> **提示文**
┄┄┄┄┄┄

今回は神経解剖学というテーマで「小脳」についてお話します。
<目次>
3つの小脳
・脊髄小脳
・前庭小脳
・大脳小脳
小脳の3つの脚
・下小脳脚
・中小脳脚
・大小脳脚
なぜこのテーマになったかと言うと、
現在介入中の患者さんを通じて、もう一度基本に立ち直ろうと思ったのことが
きっかけです。
基本に立ち返ることで、新しい介入方法や質の高い臨床推論を
立てることができるようになると思います。
小脳は大きく分けて
- 半球
- 虫部
- 片葉
の3つに分かれます。
その3つが目次にある小脳の役割を果たしています。
【脊髄小脳】

ヒューマン・アナトミー・アトラス2021より
<役割>
- 姿勢の制御
- 四肢の運動制御
に関与します。
<ルート>
固有感覚→脊髄小脳路
→①小脳虫部(頭頸部・体幹)→室頂核→網様体
→②小脳半球内側部(四肢)→中位核→赤核、視床(VL核)
【前庭小脳】

<役割>
- 平衡感覚
- 眼球運動制御
に関与します。
<ルート>
前庭神経核→下小脳脚→片葉・小節葉
【大脳小脳】

<役割>
- 運動の企画
- 運動の開始
- 運動のタイミング
これらの調整に関与しています。

┄┄┄┄┄┄

> **コレクションから抜粋した項目**

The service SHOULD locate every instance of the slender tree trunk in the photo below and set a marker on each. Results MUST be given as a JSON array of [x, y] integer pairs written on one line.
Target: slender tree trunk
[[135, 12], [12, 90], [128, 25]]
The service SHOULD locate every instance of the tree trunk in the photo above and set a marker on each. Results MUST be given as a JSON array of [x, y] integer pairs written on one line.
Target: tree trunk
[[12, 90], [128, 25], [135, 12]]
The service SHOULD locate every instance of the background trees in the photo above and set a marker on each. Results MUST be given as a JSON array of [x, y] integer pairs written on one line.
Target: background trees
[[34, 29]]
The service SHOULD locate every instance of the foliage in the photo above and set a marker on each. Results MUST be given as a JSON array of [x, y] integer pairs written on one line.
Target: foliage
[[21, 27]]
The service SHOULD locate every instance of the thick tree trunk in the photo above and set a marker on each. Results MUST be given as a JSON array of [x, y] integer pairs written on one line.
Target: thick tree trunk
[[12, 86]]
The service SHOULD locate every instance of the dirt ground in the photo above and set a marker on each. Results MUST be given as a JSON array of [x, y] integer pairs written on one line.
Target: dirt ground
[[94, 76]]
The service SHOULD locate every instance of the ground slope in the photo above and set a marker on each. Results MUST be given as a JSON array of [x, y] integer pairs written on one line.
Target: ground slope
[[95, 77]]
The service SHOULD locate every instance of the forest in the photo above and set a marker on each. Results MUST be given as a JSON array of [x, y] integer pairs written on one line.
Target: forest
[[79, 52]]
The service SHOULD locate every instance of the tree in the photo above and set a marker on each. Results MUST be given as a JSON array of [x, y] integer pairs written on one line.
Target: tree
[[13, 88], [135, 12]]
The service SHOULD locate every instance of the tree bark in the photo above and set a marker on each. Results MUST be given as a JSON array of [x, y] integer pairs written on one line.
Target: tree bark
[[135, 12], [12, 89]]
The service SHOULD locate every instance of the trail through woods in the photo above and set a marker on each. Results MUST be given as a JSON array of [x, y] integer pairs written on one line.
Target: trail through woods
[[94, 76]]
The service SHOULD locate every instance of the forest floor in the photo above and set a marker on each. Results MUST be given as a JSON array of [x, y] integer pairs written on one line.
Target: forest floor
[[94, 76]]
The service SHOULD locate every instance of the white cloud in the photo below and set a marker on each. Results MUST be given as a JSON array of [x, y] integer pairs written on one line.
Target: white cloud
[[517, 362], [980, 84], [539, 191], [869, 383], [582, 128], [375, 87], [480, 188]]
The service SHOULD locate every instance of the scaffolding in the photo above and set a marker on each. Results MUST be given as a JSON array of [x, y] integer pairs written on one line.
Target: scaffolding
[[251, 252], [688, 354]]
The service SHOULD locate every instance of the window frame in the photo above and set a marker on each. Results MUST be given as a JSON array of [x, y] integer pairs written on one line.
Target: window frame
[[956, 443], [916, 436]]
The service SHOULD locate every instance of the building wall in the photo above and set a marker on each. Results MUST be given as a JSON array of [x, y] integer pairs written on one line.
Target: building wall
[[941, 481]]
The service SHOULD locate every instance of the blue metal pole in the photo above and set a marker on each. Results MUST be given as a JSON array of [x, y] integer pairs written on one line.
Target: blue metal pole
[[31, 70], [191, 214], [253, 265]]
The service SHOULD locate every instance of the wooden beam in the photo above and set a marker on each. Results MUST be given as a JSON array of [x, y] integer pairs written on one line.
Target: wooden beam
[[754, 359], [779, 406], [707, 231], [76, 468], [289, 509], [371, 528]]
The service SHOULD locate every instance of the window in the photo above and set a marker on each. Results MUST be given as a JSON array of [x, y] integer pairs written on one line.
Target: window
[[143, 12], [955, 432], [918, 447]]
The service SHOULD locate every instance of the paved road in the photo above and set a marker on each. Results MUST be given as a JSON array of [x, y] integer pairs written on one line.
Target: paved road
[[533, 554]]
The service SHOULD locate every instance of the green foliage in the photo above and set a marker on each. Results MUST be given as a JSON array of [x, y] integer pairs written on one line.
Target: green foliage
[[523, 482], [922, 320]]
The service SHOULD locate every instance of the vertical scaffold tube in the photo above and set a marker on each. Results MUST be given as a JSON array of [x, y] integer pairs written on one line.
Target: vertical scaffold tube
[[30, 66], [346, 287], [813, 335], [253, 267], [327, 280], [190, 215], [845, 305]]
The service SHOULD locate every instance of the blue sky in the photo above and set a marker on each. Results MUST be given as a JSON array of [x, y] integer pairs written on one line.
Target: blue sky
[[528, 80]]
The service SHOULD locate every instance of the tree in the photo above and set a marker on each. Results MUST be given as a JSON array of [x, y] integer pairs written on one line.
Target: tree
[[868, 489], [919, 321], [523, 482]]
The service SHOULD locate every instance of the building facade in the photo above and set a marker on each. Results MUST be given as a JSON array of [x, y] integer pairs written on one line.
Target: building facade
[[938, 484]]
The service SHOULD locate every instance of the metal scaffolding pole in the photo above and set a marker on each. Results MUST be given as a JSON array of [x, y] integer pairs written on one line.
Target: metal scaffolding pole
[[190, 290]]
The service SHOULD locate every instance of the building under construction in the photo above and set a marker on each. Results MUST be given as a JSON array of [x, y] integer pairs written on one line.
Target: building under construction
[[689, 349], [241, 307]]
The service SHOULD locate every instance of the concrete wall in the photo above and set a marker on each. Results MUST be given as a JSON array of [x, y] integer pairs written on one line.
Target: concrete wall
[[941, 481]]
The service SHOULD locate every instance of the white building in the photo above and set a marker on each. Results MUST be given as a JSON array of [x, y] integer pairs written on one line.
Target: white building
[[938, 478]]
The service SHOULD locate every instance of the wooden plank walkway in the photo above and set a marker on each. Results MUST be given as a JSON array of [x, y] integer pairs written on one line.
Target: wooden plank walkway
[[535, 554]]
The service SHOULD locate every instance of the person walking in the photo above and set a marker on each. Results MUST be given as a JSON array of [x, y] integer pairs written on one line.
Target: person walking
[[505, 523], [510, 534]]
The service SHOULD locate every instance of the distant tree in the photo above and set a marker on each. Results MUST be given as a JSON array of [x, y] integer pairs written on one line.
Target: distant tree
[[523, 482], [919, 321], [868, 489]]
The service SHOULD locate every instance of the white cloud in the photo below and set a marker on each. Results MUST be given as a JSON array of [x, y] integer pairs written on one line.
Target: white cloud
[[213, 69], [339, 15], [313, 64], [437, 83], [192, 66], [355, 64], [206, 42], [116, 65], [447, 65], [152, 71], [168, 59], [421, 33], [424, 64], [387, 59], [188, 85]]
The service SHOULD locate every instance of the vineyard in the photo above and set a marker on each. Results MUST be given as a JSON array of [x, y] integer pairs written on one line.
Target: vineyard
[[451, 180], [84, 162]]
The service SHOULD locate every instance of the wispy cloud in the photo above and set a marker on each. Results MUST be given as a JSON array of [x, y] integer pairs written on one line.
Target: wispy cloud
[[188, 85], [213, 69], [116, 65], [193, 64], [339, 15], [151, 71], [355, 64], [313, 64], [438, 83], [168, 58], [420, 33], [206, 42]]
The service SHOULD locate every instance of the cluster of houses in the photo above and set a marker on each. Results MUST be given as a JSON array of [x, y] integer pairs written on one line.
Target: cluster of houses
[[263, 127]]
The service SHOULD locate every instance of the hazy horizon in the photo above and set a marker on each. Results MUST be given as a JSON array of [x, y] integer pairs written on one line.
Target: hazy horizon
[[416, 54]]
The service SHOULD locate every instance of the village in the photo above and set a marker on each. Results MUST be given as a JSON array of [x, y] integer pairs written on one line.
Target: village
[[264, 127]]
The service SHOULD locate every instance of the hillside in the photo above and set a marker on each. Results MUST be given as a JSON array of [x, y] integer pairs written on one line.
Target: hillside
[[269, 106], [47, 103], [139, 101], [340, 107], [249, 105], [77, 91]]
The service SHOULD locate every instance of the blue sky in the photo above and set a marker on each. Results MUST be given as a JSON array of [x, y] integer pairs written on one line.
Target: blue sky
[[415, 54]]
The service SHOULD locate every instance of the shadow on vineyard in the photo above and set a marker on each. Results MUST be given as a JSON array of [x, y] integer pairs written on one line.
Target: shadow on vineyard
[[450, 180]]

┄┄┄┄┄┄

> **作業の指示 1**
小脳の文章について、次の問いに答えてください。
(a) 小脳は大きく分けると、どの3つに分かれますか。
(b) 前庭小脳の役割として挙げられているのは何ですか。
(c) 脊髄小脳のルートで、「小脳半球内側部(四肢)」の次に来る核は何ですか。
> **作業の指示 2**
小脳の文章の続きを書いてください。
項目は見なくてかまいません。

> **回答欄 1**
(a) 半球、虫部、片葉
(b) 平衡感覚と眼球運動制御
(c) 中位核

> **回答欄 2**
<ルート>
(反対側の)大脳皮質→橋核→中小脳脚→小脳半球外側部→歯状核
→①赤核小細胞部
→②視床VL核

続いては小脳を繋いでいる3つの脚(あし)についてです。
【下小脳脚】
<連絡>
脊髄、延髄、小脳
<役割>
求心性と遠心性の両方の軸索を含む。
小脳への入出力系に関与している。
【中小脳脚】
<連絡>
橋と密に関わる。
<役割>
求心性軸索のみ。
小脳への入力系の経路である。
【上小脳脚】
<連絡>
小脳、中脳、間脳
<役割>
主に遠心性軸索をもち、小脳からの出力系の経路である。
中脳下丘で交叉することが特徴。
学生のうちは「小脳=運動学習」という認識が強いです。
しかし、小脳には部位別に役割があり、そのどれもが学習につながっている、
という理解をしてから「小脳=運動学習」という認識を持ちましょう。
本日はここまで。
いつもより少し短めにしてみました。
また次回の記事でお会いしましょう。